The response should contain all of the data below, reproduced exactly, and no pictures.

(Point-per-instance localization data)
= = = =

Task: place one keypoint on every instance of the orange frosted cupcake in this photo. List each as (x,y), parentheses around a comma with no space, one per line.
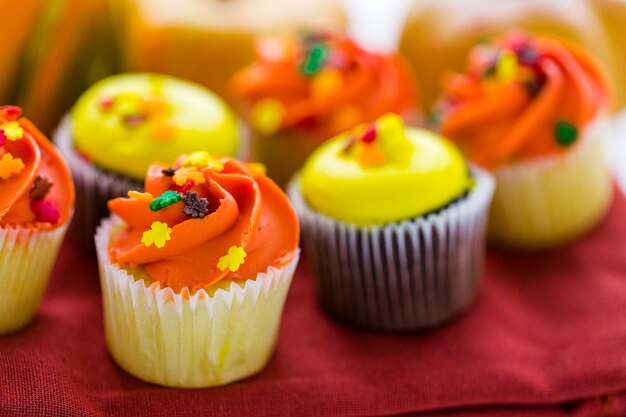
(534,110)
(195,272)
(36,205)
(302,91)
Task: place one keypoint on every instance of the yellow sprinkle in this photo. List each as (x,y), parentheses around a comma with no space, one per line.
(182,175)
(203,159)
(326,83)
(158,234)
(266,116)
(506,68)
(141,196)
(10,166)
(13,131)
(233,259)
(257,168)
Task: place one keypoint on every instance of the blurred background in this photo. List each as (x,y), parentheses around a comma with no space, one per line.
(52,50)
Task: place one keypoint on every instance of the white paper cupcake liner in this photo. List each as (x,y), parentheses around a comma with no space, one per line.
(554,200)
(27,257)
(182,340)
(94,187)
(401,276)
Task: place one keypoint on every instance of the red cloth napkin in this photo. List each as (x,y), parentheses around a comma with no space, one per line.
(547,337)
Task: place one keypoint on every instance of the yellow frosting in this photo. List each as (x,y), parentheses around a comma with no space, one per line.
(412,172)
(126,122)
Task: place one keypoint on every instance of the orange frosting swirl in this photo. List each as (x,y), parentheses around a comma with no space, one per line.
(36,184)
(324,84)
(247,215)
(521,98)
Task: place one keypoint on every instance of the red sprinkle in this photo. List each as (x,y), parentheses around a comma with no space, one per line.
(9,113)
(46,211)
(370,135)
(183,190)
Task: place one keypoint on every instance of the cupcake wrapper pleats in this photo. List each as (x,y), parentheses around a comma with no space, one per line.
(94,187)
(402,276)
(27,256)
(554,200)
(189,340)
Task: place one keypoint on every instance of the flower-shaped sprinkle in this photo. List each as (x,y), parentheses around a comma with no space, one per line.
(233,259)
(13,131)
(202,159)
(166,199)
(10,166)
(184,174)
(158,234)
(41,187)
(141,196)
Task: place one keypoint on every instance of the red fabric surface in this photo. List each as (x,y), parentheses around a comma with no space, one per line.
(547,337)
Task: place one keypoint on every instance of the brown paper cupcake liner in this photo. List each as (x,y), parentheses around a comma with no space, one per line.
(94,187)
(402,276)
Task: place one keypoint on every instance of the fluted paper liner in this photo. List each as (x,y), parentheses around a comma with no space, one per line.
(401,276)
(554,200)
(27,256)
(182,340)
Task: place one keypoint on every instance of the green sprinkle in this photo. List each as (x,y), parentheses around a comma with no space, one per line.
(166,199)
(565,132)
(314,60)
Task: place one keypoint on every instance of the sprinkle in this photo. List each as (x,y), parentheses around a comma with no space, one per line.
(182,175)
(13,131)
(46,211)
(166,199)
(352,140)
(528,55)
(326,83)
(195,207)
(134,120)
(314,60)
(168,172)
(158,234)
(10,166)
(106,103)
(41,187)
(565,132)
(9,113)
(370,135)
(140,196)
(506,68)
(203,159)
(257,168)
(266,116)
(232,260)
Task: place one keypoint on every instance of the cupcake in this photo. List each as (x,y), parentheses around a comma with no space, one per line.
(123,123)
(35,210)
(302,91)
(195,271)
(393,223)
(534,111)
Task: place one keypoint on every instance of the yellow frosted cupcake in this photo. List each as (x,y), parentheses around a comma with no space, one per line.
(393,224)
(302,91)
(195,272)
(36,205)
(534,110)
(123,123)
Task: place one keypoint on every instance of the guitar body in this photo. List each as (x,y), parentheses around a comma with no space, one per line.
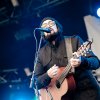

= = = =

** Result **
Task: place one keypoint on every instance of the orange frosted cupcake in this photo. List each as (x,y), parentheses around a comma with no space, one per line.
(534,110)
(195,272)
(36,205)
(302,91)
Task: place one keypoint on every instance of the yellow sprinkle in this photo. List each as (x,y), parentheses around a comma with no space, one per line.
(182,175)
(203,159)
(326,83)
(158,234)
(266,116)
(506,68)
(141,196)
(10,166)
(13,131)
(233,259)
(257,168)
Task: place one keypoint on every instance of the blurred background in this photo. List each as (x,y), parentheses around a comma with no space, one per line.
(52,50)
Task: place one keypoint on every instance of the white paper cupcake liner in this photo. List each as (x,y), parentheses around a comma with no space, one per line.
(554,200)
(27,257)
(182,340)
(94,187)
(401,276)
Task: place one keypoint on every instance of the red cloth napkin in this photo. List each as (x,y), parentheses around a comma with no space, one per line.
(547,337)
Task: place one keypoint on every instance of the yellow frosting in this photo. List each as (x,y), parentheses around a comma with no space, one per line.
(412,172)
(126,122)
Task: place one keypoint on every instance of the orange frosting swirl in this photo. List each as (x,y), parentheses around a comma with no space, one per line.
(36,184)
(324,84)
(247,215)
(521,98)
Task: place one keypoint on every instance of the red sprinkle in this photo. List each as (x,y), parentheses around a comma with no space, one per line.
(9,113)
(46,211)
(370,135)
(183,190)
Task: place one keypoint on every instance of the cupcake wrapper pleats in this photo. List each as (x,y), parentheses around a comma with no space, one per line.
(94,187)
(402,276)
(27,256)
(554,200)
(189,340)
Task: place one keypoint on every instance of the flower-shaped sprinkle in this photo. List each as (x,y), parentheses around a comma with no space, one per line.
(233,259)
(13,131)
(202,159)
(166,199)
(10,166)
(184,174)
(158,234)
(41,187)
(141,196)
Task: place one keypoint on every instance of the red fabric surface in this photo. List each as (x,y), parentheses around a comma with no space, one per line.
(547,337)
Task: place one keypoint on every instance of the brown paper cupcake liner in this photo. List each as (x,y), parentheses around a comma with no space, one per line.
(94,187)
(402,276)
Task: place one keypoint on every instance of the fluted paper liner in this photo. List each as (x,y), parentheses around a comma with no space, one per line.
(401,276)
(554,200)
(27,256)
(182,340)
Task: place one keypoint on every instance of the green sprinkle in this photo. List each as (x,y), parentheses around a comma with no space, one per line.
(166,199)
(565,132)
(314,60)
Task: place one keypoint on every instance of the sprinkle in this photo. List each as (x,y), parentheses around a comma with no space, one per line.
(182,175)
(13,131)
(46,211)
(166,199)
(352,140)
(528,55)
(326,83)
(195,207)
(134,120)
(314,60)
(168,172)
(158,234)
(10,166)
(106,103)
(41,187)
(565,132)
(9,113)
(370,135)
(140,196)
(506,68)
(203,159)
(257,168)
(266,116)
(232,260)
Task: place one keypoint on every instance of the cupcake in this photo. List each as (x,y), parentheses around a comma with no space, one per line.
(123,123)
(35,210)
(302,91)
(195,271)
(393,223)
(534,111)
Task: place one keypoint on every instance of the yellow frosted cupcake in this photo. List each as (x,y), parentheses around a comma with no space, one per line.
(393,224)
(302,91)
(195,272)
(36,205)
(534,110)
(123,123)
Task: place one keypoint on every instance of the guitar body in this photo. List each as (x,y), parentheses around a comma with no space, one per line.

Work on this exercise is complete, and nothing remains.